INSTRUCTION: Print the full listing exactly.

(Stored entries)
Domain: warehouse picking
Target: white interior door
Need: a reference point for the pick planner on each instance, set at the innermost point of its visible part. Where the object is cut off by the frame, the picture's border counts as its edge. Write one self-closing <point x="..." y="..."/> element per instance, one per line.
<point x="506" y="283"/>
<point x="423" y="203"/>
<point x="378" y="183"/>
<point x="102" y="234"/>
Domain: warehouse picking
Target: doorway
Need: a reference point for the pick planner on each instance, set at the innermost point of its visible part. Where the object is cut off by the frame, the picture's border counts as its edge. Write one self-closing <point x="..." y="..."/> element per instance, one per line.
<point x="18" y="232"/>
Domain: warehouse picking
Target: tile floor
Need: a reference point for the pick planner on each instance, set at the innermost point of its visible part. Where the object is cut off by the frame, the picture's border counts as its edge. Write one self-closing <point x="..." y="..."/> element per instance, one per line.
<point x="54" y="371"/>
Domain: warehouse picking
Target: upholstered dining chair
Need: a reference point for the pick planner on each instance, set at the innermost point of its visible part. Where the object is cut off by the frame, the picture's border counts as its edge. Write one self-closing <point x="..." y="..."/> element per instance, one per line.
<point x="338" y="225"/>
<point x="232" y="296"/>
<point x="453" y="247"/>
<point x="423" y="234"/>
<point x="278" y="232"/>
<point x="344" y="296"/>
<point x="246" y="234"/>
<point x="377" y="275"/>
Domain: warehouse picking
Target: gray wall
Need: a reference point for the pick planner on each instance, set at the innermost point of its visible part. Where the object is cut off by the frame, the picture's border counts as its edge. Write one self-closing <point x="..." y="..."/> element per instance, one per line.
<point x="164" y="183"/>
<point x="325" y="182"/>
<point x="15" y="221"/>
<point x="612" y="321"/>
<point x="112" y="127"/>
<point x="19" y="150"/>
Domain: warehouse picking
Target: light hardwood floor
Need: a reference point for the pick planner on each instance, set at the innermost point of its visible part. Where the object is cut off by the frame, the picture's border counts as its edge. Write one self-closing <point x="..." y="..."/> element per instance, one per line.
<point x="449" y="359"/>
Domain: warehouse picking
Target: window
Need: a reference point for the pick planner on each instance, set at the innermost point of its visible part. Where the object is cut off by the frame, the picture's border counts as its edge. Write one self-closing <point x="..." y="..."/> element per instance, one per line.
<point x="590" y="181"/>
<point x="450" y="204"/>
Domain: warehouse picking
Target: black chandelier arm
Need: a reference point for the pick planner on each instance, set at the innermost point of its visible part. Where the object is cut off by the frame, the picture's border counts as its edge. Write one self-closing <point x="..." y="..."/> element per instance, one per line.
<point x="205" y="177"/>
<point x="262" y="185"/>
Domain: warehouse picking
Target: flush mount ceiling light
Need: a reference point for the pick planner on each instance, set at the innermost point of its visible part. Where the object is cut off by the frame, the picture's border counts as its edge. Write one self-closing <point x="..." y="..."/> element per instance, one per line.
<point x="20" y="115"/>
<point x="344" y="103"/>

CORRECT RESPONSE:
Domain: warehouse picking
Target: white interior door
Need: a reference point for the pick planner on each instance, set at the innermost point of its visible part. Where the object is cut off by the frame, the picture's border counts as its edge. Write one self-closing <point x="..." y="..."/> element per instance, one per line.
<point x="506" y="283"/>
<point x="423" y="203"/>
<point x="378" y="183"/>
<point x="102" y="234"/>
Domain: warehouse picking
Target: doorway
Need: a reference point for the pick planner on each instance, set at the innermost point of its visible part. Where the object is cut off by the frame, the picture's border counts as its edge. Write one self-closing <point x="..." y="..."/> element per instance, one per line.
<point x="18" y="232"/>
Domain: warehouse picking
Target: tile floor
Need: a reference point for the pick planner on each instance, set at the innermost point of its visible part. Where the object is cut off by the frame, the picture's border counts as its edge. Write one self-closing <point x="..." y="..."/> element per instance, one per line.
<point x="54" y="371"/>
Domain: warehouse picking
Target: upholstered dining chair
Need: a reference point for the pick planner on each instance, set at the innermost point of its visible part. Where the object is cut off by the frame, the picture's border counts as its edge. Write one self-closing <point x="..." y="..."/> element per instance, one per line.
<point x="338" y="225"/>
<point x="232" y="296"/>
<point x="453" y="247"/>
<point x="423" y="234"/>
<point x="278" y="232"/>
<point x="344" y="296"/>
<point x="246" y="234"/>
<point x="377" y="275"/>
Domain: warehouse picking
Target: gray wall
Need: a reference point for the pick planner on each instance, set at the innermost point of its visible part. Where the object is cut off by the frame, the picture's border counts as its edge. Write one self-closing <point x="..." y="..."/> element per instance, one per line.
<point x="164" y="183"/>
<point x="325" y="182"/>
<point x="15" y="221"/>
<point x="612" y="321"/>
<point x="112" y="127"/>
<point x="19" y="150"/>
Domain: warehouse picking
Target: light hardwood floor
Need: a reference point for the pick planner on each instance, set at the innermost point of its visible part. Where the object is cut off by the frame, the picture's border counts as its edge. Write one self-closing <point x="..." y="..."/> element per instance, one per line.
<point x="449" y="359"/>
Domain: warehouse picking
Target: window
Need: a reference point for the pick planner on each instance, set at the innermost point of its visible part. Where the object is cut off by the frame, the picture's border counts as its edge. Write one self-closing <point x="..." y="..."/> element per instance, one per line.
<point x="590" y="181"/>
<point x="450" y="204"/>
Domain: warehouse picking
Target: black chandelier arm
Need: a reference point for the pick planner on each instance, set at the innermost point of its visible part. Where the object is cut off by the frame, the picture's border counts as its edge. Write one self-closing <point x="..." y="..."/> element per instance, one per line.
<point x="205" y="177"/>
<point x="262" y="185"/>
Domain: warehouse picking
Target: flush mount ceiling light
Need: a reference point for the pick planner on each instance, set at the innermost point of its visible part. Where the object is cut off by the frame, the picture's border counts as its edge. Write one self-closing <point x="..." y="..."/> element per instance, one per line.
<point x="20" y="115"/>
<point x="344" y="103"/>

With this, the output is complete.